▶ [REQUIRED TASK]
Reproduce word for word everything in the records below, from the line containing "Would you mind pointing at the green" down to the line containing "column 297, row 309", including both of those lines. Leave the pictures out of your copy.

▶ [RECORD LIST]

──────

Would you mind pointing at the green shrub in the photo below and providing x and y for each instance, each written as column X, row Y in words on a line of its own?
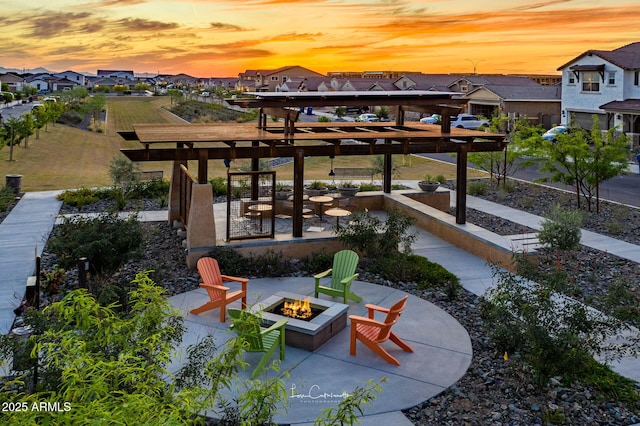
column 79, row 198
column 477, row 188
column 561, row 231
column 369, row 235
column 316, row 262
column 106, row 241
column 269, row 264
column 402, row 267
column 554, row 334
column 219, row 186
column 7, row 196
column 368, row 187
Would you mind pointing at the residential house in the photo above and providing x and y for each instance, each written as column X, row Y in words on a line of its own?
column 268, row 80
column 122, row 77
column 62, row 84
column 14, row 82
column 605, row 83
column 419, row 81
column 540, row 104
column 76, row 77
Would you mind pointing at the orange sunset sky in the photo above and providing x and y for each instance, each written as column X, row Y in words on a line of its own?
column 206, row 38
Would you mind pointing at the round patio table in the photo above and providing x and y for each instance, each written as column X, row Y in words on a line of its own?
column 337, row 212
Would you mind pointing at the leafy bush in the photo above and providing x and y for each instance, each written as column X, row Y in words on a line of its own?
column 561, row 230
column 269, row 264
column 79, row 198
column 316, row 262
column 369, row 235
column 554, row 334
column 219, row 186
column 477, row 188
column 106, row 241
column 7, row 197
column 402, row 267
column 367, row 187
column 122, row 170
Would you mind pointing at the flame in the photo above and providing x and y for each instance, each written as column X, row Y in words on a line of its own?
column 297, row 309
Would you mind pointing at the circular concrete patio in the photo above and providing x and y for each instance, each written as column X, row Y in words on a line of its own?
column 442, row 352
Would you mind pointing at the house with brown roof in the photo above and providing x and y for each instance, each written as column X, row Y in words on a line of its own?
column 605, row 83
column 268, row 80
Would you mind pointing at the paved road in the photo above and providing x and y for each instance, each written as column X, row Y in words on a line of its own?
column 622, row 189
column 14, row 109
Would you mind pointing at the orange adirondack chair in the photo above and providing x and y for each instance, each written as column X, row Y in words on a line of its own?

──────

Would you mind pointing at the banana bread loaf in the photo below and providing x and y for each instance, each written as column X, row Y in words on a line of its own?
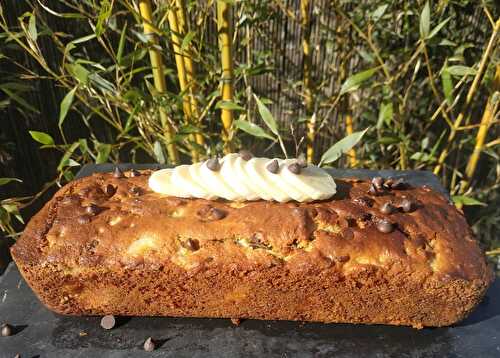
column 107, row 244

──────

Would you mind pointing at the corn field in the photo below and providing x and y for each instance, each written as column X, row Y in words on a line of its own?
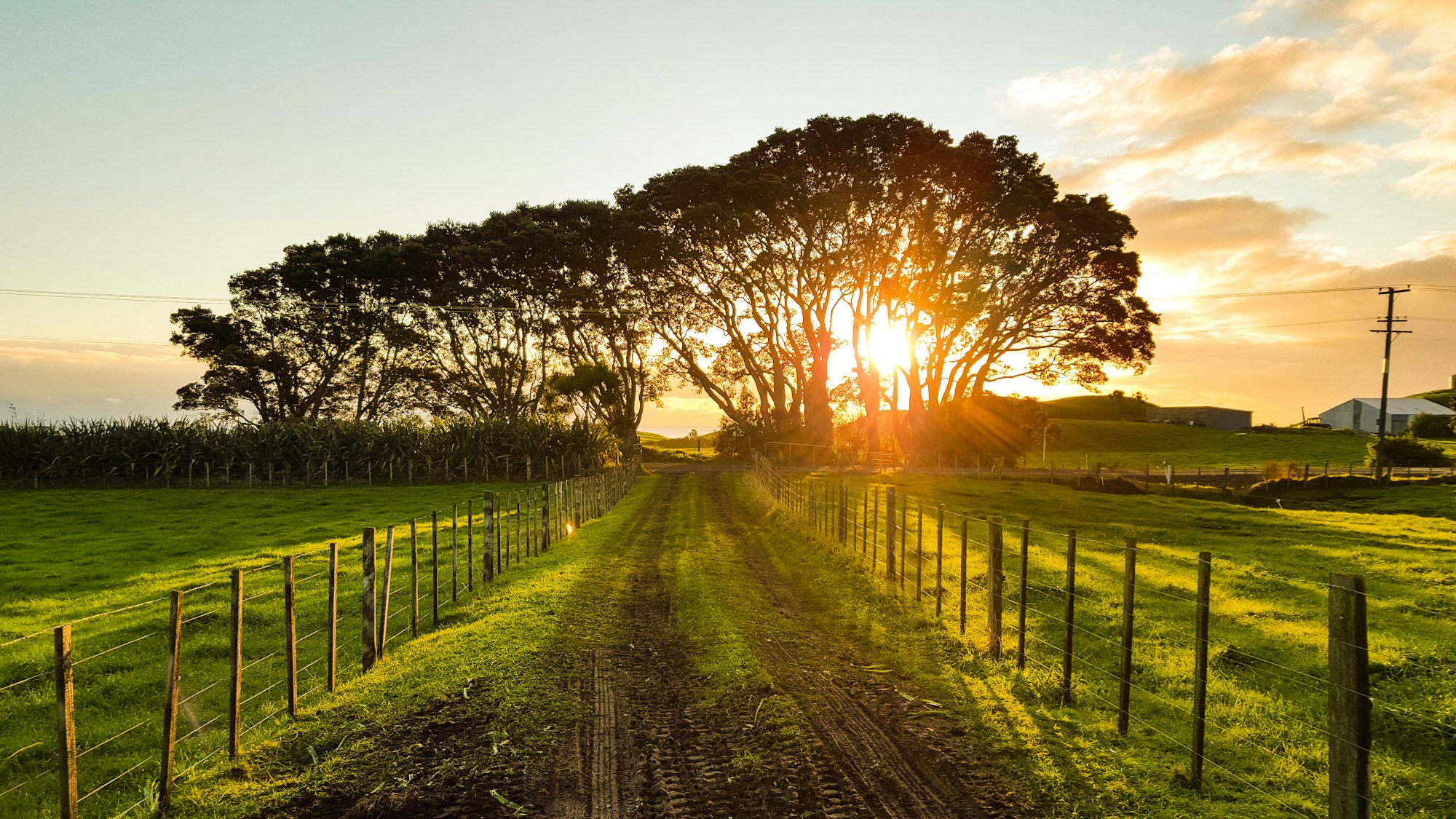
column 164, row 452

──────

▶ [PROBLEM SOLUTION]
Would you mind pointing at the green shrub in the photo below and providing x and y for each instance, each written as column X, row Y in words on a line of its own?
column 79, row 198
column 477, row 188
column 561, row 231
column 369, row 235
column 316, row 262
column 106, row 241
column 269, row 264
column 402, row 267
column 554, row 334
column 219, row 186
column 7, row 196
column 368, row 187
Would you mind pointing at the residential house in the photo above and providing x and y for each instance, each written as column X, row Y in words on a line of its own?
column 268, row 80
column 122, row 77
column 62, row 84
column 14, row 82
column 605, row 83
column 419, row 81
column 540, row 104
column 76, row 77
Would you mind pointing at the orange sunset sky in the photo above and providing x and y for each instance, each written as column X, row Y in words on a line of its own?
column 206, row 38
Would you mind pointing at the round patio table in the photo above and providing x and y for each instance, each written as column X, row Y in words on a line of its own?
column 337, row 212
Would you mind pointing at the leafy bush in the photo above and providing x and y for each instance, each written as column X, row Y in words on a line of its own?
column 561, row 230
column 269, row 264
column 79, row 198
column 316, row 262
column 369, row 235
column 554, row 334
column 219, row 186
column 477, row 188
column 106, row 241
column 7, row 197
column 402, row 267
column 367, row 187
column 122, row 170
Would you mind pointing at the flame in the photo above and providing x and y for each instance, each written as column X, row Y in words on a line of its own?
column 297, row 309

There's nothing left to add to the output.